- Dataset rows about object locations
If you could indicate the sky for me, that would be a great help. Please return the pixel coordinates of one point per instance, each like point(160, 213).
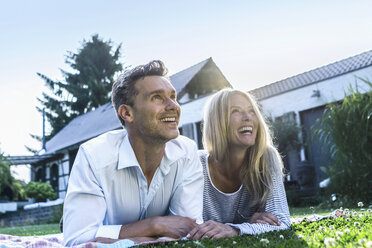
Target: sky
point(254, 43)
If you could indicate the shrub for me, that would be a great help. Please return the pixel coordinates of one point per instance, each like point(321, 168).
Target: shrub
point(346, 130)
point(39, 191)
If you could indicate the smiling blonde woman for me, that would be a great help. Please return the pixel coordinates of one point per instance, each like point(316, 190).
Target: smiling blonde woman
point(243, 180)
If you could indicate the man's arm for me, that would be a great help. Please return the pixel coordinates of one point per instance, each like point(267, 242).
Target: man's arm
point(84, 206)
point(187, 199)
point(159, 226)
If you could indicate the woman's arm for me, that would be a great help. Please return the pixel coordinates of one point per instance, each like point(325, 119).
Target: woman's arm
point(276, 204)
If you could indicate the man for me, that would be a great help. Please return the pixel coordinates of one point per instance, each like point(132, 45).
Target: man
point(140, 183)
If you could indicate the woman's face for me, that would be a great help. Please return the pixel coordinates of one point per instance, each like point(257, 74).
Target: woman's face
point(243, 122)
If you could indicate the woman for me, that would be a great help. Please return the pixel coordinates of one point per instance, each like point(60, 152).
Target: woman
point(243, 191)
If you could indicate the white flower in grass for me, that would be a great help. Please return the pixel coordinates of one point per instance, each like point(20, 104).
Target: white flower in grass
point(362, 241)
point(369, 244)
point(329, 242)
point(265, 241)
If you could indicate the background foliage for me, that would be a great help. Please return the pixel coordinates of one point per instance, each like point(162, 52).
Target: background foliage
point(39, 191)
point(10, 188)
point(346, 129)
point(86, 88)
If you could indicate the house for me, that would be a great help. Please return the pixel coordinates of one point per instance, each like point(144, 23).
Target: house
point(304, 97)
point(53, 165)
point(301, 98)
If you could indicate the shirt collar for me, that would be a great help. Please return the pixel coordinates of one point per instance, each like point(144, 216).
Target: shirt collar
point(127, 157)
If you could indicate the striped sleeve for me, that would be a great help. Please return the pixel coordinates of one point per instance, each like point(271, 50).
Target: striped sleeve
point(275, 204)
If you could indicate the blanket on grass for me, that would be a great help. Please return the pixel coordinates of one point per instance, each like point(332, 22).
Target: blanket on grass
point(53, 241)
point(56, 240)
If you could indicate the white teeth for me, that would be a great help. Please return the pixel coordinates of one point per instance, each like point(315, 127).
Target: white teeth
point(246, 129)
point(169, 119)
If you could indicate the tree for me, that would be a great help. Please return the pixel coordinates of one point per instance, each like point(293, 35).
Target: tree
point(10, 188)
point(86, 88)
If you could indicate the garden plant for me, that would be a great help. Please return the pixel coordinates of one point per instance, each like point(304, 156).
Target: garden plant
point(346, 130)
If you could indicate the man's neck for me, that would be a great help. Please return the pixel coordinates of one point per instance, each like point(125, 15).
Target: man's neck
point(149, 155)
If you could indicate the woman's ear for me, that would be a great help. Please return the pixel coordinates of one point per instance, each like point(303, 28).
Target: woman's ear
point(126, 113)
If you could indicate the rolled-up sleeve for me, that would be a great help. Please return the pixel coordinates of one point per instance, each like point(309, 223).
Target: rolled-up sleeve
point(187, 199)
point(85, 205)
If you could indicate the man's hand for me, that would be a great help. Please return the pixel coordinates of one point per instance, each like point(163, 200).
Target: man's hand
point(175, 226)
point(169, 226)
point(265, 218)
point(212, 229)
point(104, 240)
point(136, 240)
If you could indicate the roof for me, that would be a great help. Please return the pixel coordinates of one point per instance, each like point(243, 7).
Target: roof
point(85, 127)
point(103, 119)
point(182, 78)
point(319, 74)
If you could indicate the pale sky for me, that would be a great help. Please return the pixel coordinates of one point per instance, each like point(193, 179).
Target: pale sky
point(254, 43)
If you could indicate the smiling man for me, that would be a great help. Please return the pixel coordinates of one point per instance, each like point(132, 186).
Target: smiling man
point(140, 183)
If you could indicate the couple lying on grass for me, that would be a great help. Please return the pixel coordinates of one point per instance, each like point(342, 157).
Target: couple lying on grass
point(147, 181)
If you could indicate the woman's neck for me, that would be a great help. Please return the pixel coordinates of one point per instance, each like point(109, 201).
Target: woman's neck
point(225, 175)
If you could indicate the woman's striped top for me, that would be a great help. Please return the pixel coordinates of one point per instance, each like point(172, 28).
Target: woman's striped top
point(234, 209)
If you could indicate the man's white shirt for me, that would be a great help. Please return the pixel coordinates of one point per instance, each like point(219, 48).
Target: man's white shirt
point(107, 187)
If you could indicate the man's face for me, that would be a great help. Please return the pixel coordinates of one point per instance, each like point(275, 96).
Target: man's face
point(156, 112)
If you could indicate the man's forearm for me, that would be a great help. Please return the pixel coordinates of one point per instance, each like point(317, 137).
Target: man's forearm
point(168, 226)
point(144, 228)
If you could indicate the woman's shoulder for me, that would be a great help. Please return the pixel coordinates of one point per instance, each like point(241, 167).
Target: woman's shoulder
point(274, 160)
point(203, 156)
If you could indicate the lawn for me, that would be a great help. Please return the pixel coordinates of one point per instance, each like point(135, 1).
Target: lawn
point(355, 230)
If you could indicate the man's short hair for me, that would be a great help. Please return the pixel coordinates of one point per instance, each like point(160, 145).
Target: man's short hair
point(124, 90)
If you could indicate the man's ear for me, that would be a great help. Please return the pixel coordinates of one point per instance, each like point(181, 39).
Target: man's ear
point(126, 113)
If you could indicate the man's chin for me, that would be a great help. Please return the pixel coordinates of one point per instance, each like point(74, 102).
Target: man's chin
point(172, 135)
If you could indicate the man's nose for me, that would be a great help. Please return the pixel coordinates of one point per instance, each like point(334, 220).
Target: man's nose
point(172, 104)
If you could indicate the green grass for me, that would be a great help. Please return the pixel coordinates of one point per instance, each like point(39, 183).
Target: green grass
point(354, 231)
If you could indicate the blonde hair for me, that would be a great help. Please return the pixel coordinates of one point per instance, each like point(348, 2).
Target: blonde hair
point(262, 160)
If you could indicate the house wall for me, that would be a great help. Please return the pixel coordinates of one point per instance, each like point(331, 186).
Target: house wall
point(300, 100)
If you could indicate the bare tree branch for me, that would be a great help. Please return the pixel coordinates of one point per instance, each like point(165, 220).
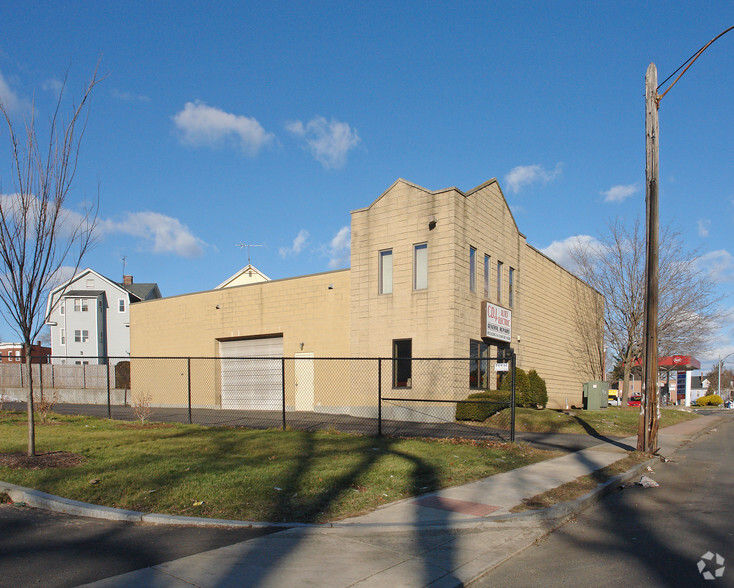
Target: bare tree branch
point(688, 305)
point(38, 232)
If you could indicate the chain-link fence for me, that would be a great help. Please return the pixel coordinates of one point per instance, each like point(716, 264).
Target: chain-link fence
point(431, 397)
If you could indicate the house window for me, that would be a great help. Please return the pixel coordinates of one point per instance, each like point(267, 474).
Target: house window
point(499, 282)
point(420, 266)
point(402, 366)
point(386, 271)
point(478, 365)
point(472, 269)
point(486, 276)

...

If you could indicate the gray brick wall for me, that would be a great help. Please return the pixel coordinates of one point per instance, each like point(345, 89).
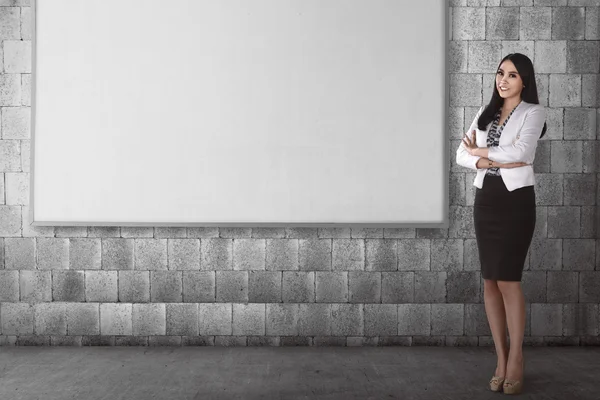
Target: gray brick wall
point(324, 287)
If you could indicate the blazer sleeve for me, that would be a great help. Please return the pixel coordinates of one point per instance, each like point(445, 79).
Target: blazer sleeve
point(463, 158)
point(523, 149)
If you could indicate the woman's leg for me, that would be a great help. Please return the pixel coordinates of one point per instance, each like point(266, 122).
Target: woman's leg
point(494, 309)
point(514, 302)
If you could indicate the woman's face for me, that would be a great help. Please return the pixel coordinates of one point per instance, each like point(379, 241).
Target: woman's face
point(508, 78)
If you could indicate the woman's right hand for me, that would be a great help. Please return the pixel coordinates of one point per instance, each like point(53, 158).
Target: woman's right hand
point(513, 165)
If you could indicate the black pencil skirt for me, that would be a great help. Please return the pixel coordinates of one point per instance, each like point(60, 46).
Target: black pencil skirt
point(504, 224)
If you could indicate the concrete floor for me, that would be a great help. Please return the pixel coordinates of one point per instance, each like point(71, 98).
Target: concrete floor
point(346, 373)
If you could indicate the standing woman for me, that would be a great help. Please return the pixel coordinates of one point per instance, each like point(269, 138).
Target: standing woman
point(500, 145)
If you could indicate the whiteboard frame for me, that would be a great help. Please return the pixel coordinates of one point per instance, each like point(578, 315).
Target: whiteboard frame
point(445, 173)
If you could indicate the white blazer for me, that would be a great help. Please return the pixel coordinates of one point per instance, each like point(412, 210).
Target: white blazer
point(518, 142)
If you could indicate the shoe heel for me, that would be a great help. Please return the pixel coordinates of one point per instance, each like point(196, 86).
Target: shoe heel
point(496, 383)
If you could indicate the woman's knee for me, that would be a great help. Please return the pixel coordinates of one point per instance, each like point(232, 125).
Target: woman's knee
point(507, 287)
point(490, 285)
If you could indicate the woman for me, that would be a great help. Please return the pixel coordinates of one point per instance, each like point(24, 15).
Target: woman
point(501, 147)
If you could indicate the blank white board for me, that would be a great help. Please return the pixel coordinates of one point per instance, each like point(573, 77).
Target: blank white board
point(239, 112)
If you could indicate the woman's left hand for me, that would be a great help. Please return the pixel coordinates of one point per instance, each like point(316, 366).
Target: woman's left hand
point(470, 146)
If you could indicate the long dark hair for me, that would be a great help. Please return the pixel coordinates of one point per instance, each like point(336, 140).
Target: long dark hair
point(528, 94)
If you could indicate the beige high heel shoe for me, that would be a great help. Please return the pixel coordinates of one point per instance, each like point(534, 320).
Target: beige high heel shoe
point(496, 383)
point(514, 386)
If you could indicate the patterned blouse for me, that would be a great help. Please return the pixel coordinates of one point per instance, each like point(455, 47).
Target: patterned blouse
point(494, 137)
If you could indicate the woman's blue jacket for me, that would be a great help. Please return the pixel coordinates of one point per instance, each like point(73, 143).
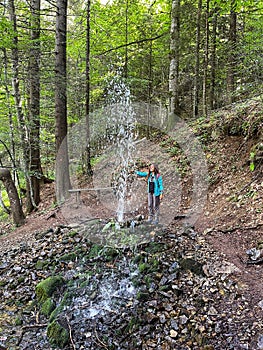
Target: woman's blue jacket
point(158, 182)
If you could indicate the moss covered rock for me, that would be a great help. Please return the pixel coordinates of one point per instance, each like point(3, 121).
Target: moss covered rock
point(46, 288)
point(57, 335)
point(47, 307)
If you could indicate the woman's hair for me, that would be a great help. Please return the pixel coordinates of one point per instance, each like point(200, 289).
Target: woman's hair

- Task objective
Change "rolled-up sleeve" to "folded sleeve" in everything from the line containing "If you could indicate the woman's ear" down to the line containing "point(136, 240)". Return only those lines, with nothing else altered.

- Task response
If you could indicate the woman's ear for me, that would be a great help. Please return the pixel coordinates of one point per instance, each like point(303, 28).
Target: woman's ear
point(126, 113)
If you could indicate the folded sleeve for me, that would be a great help. Please return the pixel coordinates of one point per instance, each like point(309, 223).
Target: folded sleeve
point(187, 199)
point(85, 205)
If you could indicate the man's hand for me, that would be a great help. Please return the pixel coordinates of one point per instance, each like point(163, 200).
Target: man's hand
point(175, 226)
point(169, 226)
point(265, 218)
point(212, 229)
point(104, 240)
point(136, 240)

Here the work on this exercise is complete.